> **THE TASK**
Copy out the records below word for word, from the line containing "Target: background crowd" through the last line of the records.

> **MATERIAL FOR THIS TASK**
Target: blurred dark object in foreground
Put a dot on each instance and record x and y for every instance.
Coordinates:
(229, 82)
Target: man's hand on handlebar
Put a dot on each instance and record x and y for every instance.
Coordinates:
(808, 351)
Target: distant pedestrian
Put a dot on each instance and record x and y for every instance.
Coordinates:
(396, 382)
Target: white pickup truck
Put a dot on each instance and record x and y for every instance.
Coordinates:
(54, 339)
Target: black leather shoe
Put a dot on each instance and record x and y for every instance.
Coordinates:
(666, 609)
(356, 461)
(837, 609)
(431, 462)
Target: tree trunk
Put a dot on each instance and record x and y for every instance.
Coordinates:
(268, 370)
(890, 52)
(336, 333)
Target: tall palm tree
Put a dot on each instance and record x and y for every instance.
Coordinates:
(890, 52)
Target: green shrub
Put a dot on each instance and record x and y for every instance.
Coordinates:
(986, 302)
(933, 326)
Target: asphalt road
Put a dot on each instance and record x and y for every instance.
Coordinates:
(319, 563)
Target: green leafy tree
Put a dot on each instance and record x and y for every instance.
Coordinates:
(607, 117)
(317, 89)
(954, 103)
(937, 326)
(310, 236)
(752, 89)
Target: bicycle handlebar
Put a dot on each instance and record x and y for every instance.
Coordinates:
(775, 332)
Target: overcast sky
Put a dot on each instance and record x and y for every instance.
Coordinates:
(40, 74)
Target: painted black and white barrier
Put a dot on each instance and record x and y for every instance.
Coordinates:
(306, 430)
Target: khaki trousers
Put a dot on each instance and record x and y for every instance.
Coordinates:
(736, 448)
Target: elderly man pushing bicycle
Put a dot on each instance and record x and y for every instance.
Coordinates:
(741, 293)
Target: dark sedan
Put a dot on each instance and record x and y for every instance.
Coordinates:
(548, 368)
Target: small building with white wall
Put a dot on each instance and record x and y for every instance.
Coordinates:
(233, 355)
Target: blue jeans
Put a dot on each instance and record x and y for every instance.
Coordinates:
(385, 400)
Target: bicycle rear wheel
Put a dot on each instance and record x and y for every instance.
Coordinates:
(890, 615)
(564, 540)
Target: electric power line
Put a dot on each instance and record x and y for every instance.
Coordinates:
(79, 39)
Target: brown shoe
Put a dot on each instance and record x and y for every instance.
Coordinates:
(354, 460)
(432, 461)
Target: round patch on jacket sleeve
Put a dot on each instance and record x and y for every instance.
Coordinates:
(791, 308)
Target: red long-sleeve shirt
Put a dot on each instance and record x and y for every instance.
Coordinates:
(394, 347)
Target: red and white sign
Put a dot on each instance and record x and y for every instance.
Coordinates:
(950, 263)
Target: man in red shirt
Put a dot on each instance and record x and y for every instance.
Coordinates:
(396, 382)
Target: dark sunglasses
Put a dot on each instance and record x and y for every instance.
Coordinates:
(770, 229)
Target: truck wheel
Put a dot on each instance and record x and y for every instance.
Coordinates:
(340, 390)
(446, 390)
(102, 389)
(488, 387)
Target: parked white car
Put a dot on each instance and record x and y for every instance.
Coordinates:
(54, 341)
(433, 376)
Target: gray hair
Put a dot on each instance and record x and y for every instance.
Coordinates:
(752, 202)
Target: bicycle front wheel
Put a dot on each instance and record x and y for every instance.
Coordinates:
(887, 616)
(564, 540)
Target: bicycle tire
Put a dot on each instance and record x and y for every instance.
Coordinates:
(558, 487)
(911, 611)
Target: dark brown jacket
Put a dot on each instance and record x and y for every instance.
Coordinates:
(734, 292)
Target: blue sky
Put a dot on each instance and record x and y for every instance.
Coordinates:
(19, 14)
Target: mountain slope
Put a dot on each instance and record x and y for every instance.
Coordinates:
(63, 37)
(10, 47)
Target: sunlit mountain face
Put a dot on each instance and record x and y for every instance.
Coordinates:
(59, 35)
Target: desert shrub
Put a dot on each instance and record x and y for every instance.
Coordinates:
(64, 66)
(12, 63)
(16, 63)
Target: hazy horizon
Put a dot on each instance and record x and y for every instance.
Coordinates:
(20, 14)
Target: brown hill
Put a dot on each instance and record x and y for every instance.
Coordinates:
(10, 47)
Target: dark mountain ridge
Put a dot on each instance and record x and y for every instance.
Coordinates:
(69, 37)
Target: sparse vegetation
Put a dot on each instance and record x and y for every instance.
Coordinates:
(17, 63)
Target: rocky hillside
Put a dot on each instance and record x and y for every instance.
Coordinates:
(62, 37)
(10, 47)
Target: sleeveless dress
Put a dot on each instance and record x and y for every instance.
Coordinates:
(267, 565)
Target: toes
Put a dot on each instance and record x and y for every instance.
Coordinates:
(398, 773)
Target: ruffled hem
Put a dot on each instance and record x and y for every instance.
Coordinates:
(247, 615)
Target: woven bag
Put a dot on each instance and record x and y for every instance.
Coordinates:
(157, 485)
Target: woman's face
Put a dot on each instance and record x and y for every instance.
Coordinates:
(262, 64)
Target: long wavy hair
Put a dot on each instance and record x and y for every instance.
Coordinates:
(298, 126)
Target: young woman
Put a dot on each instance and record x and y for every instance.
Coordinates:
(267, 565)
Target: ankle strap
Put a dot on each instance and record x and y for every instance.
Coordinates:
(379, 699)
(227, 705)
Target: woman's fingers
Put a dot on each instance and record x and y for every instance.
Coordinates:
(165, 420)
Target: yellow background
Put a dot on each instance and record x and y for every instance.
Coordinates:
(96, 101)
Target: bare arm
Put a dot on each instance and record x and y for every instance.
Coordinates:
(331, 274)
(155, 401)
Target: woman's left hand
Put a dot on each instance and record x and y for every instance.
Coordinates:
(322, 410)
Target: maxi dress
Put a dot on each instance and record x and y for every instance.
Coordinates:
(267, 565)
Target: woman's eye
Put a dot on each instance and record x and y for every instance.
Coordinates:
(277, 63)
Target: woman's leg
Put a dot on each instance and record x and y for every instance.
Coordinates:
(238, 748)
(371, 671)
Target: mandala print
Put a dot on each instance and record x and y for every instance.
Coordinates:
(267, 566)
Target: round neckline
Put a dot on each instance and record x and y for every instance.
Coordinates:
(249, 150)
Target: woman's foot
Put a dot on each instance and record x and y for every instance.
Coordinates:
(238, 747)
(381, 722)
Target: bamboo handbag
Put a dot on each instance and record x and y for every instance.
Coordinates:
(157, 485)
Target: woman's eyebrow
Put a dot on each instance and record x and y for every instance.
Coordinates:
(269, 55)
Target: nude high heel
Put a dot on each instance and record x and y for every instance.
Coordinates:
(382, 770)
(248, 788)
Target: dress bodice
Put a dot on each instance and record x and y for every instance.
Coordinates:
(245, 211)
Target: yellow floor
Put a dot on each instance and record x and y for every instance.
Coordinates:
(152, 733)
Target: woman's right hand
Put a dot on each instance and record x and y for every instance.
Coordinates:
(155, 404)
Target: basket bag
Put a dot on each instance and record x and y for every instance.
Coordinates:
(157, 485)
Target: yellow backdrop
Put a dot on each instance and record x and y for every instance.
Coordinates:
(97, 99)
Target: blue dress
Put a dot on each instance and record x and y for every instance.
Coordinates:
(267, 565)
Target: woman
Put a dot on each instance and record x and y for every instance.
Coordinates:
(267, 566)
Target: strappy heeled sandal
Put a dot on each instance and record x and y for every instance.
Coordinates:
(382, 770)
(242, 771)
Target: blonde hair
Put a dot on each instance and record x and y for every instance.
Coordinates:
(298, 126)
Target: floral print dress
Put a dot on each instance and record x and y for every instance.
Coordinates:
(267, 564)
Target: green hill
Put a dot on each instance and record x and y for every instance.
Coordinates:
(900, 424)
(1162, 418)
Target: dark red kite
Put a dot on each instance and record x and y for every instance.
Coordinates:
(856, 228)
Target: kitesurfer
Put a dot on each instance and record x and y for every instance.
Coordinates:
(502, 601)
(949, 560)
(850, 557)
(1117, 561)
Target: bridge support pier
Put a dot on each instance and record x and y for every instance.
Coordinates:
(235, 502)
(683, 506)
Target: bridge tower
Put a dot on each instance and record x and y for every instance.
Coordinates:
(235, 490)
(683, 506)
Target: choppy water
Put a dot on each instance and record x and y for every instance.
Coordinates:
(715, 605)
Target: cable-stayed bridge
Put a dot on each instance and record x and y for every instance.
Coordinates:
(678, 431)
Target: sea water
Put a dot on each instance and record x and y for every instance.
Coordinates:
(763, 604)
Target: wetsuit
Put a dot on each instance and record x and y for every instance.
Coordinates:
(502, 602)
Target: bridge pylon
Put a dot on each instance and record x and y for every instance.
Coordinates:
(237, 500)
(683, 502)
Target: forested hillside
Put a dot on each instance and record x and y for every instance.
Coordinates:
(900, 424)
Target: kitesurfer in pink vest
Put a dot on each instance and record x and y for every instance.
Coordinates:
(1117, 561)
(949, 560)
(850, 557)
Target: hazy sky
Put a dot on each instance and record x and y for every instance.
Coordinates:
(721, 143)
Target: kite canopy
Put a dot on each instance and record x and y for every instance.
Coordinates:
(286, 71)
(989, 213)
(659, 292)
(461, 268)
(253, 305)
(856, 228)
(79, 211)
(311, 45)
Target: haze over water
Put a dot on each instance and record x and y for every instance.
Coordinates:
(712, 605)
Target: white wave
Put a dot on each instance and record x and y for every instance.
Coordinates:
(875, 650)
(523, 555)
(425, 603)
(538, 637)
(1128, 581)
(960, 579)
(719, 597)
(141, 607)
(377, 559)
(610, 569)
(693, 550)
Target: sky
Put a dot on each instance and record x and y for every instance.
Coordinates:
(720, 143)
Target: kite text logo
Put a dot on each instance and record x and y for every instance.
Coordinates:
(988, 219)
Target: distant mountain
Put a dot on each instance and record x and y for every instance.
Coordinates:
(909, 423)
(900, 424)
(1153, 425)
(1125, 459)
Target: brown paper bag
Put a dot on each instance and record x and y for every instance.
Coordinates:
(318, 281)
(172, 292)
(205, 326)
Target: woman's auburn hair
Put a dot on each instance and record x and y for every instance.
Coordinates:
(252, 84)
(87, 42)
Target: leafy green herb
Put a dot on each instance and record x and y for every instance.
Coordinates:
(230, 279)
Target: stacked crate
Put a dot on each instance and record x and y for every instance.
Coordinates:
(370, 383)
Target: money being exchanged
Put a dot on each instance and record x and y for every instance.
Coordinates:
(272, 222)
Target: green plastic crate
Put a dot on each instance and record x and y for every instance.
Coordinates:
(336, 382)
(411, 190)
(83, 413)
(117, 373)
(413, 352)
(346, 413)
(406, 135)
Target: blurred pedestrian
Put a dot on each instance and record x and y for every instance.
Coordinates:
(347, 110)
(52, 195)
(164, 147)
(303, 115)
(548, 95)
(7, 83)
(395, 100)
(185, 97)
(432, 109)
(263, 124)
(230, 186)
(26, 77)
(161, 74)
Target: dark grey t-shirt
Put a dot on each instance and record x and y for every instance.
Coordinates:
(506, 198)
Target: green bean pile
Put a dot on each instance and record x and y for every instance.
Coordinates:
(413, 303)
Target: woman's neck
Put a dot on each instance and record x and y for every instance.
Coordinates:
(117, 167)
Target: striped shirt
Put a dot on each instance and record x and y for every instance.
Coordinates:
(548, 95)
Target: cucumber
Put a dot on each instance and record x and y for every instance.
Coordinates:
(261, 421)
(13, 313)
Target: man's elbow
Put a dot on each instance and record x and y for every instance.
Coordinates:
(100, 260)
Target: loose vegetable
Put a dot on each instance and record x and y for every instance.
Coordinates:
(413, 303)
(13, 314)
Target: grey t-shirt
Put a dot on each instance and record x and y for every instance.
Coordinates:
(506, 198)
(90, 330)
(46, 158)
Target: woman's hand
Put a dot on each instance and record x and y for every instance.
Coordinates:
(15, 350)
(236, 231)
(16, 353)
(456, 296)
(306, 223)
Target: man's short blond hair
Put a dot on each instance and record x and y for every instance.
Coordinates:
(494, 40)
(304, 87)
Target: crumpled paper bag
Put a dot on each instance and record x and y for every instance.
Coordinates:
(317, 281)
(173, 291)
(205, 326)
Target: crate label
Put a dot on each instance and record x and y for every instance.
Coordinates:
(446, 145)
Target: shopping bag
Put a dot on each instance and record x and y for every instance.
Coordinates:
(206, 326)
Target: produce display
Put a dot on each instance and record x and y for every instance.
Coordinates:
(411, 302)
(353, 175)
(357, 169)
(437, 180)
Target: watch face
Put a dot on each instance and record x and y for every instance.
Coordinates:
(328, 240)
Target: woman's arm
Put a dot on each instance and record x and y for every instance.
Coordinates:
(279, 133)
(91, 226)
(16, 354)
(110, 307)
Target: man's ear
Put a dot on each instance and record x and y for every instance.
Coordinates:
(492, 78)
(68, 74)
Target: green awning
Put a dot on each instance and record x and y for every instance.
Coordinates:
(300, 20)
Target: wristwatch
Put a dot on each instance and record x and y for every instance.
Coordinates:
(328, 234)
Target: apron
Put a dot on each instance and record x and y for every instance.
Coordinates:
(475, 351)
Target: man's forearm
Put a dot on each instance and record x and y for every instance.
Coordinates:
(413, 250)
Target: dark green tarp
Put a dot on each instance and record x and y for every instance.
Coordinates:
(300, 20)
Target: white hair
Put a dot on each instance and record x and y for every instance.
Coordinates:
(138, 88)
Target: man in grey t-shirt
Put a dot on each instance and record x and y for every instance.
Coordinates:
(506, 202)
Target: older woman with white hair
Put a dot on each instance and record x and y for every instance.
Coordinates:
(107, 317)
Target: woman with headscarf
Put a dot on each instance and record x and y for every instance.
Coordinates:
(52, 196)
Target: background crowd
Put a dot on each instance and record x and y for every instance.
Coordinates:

> **ANSWER IN FULL**
Target: background crowd
Put a dot on each instance and record x and y for every instance.
Coordinates:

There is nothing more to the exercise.